== GOAL OF THE EXERCISE ==
Copy the part of the material that opens with the line containing "find the bird's foot" and closes with the line containing "(1430, 345)", swapping "wooden" for "timber" wherever it occurs. Change nothing else.

A run of records
════
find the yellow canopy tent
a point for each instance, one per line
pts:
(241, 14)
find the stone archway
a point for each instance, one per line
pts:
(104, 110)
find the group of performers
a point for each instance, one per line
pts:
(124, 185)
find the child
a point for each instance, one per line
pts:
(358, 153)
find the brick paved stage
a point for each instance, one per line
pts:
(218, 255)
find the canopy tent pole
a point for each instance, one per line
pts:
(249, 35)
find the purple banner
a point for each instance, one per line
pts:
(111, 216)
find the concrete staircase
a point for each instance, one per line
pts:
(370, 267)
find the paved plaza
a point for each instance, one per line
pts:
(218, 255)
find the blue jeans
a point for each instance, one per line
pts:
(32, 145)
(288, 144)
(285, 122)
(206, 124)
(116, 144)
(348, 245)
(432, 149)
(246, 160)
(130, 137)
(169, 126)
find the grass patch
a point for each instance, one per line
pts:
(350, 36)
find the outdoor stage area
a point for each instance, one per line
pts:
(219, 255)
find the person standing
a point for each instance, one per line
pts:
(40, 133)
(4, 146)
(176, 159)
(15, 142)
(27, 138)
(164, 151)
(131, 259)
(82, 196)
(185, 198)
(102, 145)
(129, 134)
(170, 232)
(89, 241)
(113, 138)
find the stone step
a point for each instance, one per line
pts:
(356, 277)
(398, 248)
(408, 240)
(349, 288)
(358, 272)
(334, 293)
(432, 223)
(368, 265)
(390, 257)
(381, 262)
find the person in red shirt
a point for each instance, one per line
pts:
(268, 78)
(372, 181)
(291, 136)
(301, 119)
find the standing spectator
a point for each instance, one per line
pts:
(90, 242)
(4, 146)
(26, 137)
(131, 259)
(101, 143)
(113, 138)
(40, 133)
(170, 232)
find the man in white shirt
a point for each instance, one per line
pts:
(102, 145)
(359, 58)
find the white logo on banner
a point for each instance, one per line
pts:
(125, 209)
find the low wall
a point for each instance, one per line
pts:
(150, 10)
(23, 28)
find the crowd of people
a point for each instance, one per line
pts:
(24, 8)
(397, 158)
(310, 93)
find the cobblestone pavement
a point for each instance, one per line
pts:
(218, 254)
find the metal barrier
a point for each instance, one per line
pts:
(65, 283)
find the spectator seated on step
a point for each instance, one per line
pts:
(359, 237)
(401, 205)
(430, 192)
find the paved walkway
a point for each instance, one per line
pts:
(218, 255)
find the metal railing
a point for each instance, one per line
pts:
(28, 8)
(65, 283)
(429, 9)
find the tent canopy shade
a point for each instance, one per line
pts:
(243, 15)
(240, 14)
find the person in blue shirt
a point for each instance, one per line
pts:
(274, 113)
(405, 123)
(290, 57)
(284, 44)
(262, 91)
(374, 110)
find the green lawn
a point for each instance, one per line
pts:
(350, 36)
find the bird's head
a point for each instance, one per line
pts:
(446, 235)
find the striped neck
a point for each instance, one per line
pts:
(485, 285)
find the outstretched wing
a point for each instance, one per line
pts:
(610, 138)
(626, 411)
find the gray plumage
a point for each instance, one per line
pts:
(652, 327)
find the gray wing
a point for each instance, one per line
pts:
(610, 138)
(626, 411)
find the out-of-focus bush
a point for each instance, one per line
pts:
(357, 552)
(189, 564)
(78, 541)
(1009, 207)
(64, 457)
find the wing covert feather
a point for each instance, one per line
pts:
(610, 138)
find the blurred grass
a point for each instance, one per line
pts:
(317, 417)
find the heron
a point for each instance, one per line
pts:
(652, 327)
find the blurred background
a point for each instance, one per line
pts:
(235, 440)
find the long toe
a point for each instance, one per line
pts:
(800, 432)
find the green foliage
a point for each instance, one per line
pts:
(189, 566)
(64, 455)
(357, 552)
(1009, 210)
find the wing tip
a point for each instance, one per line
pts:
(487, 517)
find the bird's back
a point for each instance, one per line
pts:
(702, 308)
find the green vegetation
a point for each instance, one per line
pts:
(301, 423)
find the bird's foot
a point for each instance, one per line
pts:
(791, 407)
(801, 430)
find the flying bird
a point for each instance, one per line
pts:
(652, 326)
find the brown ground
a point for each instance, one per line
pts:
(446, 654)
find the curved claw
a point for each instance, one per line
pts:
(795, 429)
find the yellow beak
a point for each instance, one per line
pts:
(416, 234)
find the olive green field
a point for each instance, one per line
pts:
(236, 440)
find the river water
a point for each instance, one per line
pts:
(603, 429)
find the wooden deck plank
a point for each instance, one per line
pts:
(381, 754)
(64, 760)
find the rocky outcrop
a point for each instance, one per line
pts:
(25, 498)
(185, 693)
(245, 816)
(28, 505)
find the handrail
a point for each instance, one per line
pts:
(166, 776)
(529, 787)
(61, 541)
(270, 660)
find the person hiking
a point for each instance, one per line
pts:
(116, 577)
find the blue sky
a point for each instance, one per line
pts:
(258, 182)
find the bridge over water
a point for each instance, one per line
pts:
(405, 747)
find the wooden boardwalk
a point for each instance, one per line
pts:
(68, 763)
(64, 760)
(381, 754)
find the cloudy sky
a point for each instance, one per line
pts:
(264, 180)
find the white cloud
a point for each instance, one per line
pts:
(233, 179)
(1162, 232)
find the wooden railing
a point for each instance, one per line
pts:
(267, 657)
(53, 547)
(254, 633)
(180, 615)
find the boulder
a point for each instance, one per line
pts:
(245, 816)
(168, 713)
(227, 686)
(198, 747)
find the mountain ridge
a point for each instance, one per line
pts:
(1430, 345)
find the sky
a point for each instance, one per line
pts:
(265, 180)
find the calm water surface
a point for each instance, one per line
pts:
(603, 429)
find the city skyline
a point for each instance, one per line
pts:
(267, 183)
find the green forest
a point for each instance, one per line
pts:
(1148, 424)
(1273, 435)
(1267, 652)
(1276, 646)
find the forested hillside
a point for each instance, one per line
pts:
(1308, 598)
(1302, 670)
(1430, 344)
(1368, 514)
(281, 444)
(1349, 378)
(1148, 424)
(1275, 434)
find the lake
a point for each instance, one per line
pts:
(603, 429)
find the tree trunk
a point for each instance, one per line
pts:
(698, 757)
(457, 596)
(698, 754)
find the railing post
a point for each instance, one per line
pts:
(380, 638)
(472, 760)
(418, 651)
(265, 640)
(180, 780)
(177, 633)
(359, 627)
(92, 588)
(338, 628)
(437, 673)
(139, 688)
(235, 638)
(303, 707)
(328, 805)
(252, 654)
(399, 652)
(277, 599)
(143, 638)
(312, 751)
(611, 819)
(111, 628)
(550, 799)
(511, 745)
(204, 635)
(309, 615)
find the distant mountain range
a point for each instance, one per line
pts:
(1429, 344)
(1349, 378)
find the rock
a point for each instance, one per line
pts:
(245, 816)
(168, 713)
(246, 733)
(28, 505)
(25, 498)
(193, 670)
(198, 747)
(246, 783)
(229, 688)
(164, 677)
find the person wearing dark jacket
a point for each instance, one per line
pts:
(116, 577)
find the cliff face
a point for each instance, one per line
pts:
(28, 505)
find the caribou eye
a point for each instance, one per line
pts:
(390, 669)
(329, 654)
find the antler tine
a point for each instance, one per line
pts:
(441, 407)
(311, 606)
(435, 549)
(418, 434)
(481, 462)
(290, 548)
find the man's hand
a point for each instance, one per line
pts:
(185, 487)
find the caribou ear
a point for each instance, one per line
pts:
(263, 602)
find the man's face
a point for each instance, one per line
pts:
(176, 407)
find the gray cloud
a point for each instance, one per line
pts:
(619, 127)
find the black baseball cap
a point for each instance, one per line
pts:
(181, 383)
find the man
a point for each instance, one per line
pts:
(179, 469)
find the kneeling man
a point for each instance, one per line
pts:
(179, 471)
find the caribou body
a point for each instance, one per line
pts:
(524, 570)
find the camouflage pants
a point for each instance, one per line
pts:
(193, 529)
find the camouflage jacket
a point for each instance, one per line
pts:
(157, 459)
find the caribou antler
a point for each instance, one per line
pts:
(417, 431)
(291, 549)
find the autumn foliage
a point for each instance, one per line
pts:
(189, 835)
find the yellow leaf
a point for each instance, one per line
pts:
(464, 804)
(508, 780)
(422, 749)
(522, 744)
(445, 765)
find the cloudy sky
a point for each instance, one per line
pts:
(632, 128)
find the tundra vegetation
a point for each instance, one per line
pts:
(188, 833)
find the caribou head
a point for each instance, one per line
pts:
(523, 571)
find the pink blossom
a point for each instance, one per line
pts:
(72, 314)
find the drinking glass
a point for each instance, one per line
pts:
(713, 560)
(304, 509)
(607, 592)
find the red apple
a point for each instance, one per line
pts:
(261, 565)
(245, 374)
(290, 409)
════
== EXERCISE ANSWER ==
find the bird's foot
a point for each instance, one per line
pts:
(791, 407)
(801, 430)
find the flying bird
a point for each instance, one per line
pts:
(652, 326)
find the brown ground
a point for each instance, one per line
pts:
(446, 654)
find the curved claw
a point for each instance, one per line
pts:
(795, 429)
find the yellow beak
a point for each instance, one per line
pts:
(416, 234)
find the olive green field
a point for each instance, one per line
pts:
(236, 440)
find the river water
a point for each instance, one per line
pts:
(603, 429)
find the timber deck plank
a point for each instance, one per line
pts:
(381, 754)
(64, 760)
find the rocky outcrop
a point for each instance, one per line
pts:
(25, 498)
(185, 693)
(245, 816)
(28, 505)
find the handrail
a point for each instance, one per line
pts:
(166, 776)
(529, 787)
(61, 541)
(270, 660)
find the person hiking
a point for each instance, one per line
pts:
(116, 577)
find the blue sky
a point for each instance, one per line
pts:
(258, 182)
find the bridge over water
a point for each instance, one per line
pts:
(405, 747)
find the timber boardwalk
a point for each instance, one per line
pts:
(68, 763)
(64, 760)
(381, 754)
find the cloudy sky
a point for each instance, one per line
pts:
(264, 180)
find the white cloud
a point for each instance, one per line
pts:
(233, 179)
(1162, 232)
find the timber railing
a point for each instance, one per line
pts:
(267, 657)
(53, 547)
(254, 633)
(180, 615)
find the boulder
a point for each instance, one per line
pts:
(245, 816)
(168, 713)
(227, 686)
(198, 747)
find the mountain ridge
a point for each instance, one per line
pts:
(1430, 345)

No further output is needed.